[Data records]
^^^^^^^^^^^^^^^^

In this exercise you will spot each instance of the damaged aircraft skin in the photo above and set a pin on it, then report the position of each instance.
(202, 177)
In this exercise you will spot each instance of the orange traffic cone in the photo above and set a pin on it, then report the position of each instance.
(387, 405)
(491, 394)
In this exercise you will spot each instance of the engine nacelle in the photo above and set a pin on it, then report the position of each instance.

^^^^^^^^^^^^^^^^

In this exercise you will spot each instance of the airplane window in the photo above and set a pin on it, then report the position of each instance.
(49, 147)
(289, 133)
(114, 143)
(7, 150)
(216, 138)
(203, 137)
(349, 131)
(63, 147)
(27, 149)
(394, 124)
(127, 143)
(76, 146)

^^^^^^^^^^^^^^^^

## [WORK ORDER]
All lines above between those holding "In this exercise you will spot each instance of the orange" and "In this exercise you will spot each instance of the engine", inclusive, must be set down unchanged, and no other line may be included.

## [SOLUTION]
In this exercise you will spot each instance of the orange traffic cone in the photo above and set a pin on it, then report the position of each instance.
(387, 405)
(491, 394)
In this exercise you will spot each instance of the engine nacelle in the photo above and set a pin on it, then report the position of each instance.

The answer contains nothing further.